久しぶりに老舗のカレーブログ仲間、エスニカンさんから招集がかかったのです。その時点で楽しい集まりに決まってるのでスケジュールをキリキリと調整。
カレーですよ。
どんな集まりなのかしら、と聞いてみれば、ダクシンの新店。そうか、大手町店が開いたのだったね。八重洲店が再開発で閉まってどうなるかなと思ってたら大手町に出店。嬉しい人が多いはずです。そりゃあもう、ますます一も二もなく行かねばならないのです。ラターさんには親切にしてもらってるしね。エスニカンさんとも随分久しぶりだしスパイシー丸山さんにも会えるし。
大手町店、とんでもないお店でした。おそらくこういう立地でこれだけの規模内容のインドレストランは東京にもそう多くない、いや、なかったんじゃないかな。
ビジネス街のど真ん中、大手町ファーストスクウェアの101という住所。NTT土地開発が大手町の真ん中にぶっ建てたツインタワーの超高層オフィスビルです。
簡単にいうと最新のモダンオフィスビルでキラッキラにカッコいい場所です。
はじめに地下の飲食店街を探してしまったんですよ。思い込みだよね、高層オフィスビルの飲食街はだいたい地下にあるって。いや、だいたいそうなんだけど。
ない。ないぞ。案内板を改めてみると1階にあることを確認できました。あれれ、1階に飲食店街はないはずだけど。行ってみると、、建物、独立してた。しかも大きい。うはー、、キラキラしているよ。これは、、、これはすごいぞ。

*掲載一覧*:

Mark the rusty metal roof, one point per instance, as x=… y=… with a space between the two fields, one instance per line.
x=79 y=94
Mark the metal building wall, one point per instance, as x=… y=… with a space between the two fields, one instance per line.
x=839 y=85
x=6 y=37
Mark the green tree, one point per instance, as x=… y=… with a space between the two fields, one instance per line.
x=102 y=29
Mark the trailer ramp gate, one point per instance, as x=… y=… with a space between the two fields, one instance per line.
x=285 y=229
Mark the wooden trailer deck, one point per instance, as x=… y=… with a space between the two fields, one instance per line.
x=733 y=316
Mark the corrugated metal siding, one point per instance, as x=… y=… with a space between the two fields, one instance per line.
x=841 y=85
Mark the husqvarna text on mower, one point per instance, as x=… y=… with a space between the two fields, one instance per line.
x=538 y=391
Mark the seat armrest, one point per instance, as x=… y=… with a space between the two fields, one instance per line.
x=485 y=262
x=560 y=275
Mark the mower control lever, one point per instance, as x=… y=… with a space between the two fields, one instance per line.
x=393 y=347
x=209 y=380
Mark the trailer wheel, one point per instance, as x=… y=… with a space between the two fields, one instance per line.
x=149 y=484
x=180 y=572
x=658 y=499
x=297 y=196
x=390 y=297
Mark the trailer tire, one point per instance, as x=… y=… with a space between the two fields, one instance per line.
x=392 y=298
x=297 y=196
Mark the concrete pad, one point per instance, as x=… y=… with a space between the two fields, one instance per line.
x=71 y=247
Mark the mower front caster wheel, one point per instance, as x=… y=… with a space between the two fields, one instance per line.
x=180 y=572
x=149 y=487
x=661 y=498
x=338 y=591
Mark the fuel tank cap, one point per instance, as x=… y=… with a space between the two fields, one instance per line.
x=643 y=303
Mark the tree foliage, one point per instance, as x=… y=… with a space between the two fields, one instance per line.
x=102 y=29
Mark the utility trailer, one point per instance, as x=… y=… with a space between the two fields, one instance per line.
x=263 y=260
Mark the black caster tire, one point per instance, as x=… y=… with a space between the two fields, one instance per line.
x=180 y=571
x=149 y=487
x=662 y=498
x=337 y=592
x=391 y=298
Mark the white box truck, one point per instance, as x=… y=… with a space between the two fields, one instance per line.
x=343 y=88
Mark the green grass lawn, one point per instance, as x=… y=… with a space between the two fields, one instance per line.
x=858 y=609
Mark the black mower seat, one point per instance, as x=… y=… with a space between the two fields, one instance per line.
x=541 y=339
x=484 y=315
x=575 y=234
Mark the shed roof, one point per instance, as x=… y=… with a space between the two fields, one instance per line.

*次の課題*:
1) 抜粋の中で「さん」付けで呼ばれている人物は誰ですか？全員挙げてください。
2) 抜粋のうち、「大手町店、とんでもないお店で」から「や、だいたいそうなんだけど。」までを、両端も含めて一字一句違えずに書き写してください。
掲載一覧は抜粋とは関係ありません。

*解答例*:
1) エスニカンさん、ラターさん、スパイシー丸山さん

2)
大手町店、とんでもないお店でした。おそらくこういう立地でこれだけの規模内容のインドレストランは東京にもそう多くない、いや、なかったんじゃないかな。
ビジネス街のど真ん中、大手町ファーストスクウェアの101という住所。NTT土地開発が大手町の真ん中にぶっ建てたツインタワーの超高層オフィスビルです。
簡単にいうと最新のモダンオフィスビルでキラッキラにカッコいい場所です。
はじめに地下の飲食店街を探してしまったんですよ。思い込みだよね、高層オフィスビルの飲食街はだいたい地下にあるって。いや、だいたいそうなんだけど。